**Description of the task**
Convert every line of the listing below into a numbered list, skipping blank lines. Leave the pictures out of your answer.

## start Data records

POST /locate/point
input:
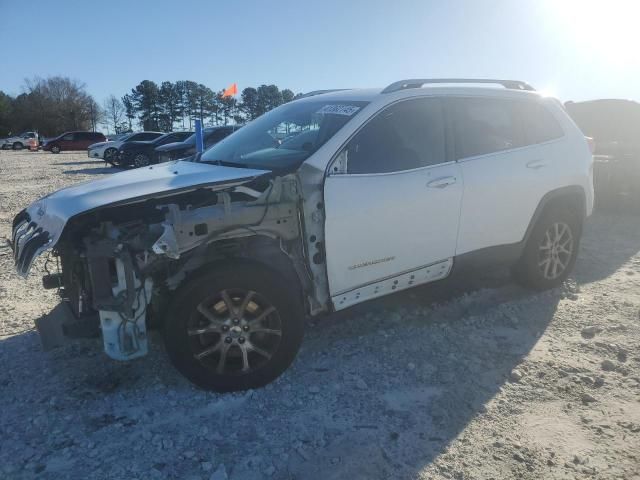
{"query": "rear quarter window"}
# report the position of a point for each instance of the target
(483, 126)
(538, 124)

## end Data records

**Full answer**
1. POST /locate/point
2. input:
3. {"query": "rear quarter window"}
4. # report the position of a point for each instance of the target
5. (483, 126)
6. (538, 124)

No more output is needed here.